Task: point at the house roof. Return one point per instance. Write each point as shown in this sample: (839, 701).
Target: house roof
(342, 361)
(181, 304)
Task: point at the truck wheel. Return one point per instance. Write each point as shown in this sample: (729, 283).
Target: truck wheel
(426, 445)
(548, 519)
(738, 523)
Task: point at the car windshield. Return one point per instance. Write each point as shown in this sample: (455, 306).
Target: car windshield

···

May I have all of the records repeated exactly?

Task: point at the house roof. Return one point per instance. Write each point as shown in this sample: (839, 701).
Target: house roof
(342, 361)
(181, 304)
Task: point at the truck wheel. Return one point per instance. Write each point as shown in this sample: (729, 283).
Target: truck wheel
(426, 445)
(548, 519)
(738, 523)
Task: point at the car windshield. Return one point per instance. Write each point as shown in this sample: (455, 306).
Target: car windshield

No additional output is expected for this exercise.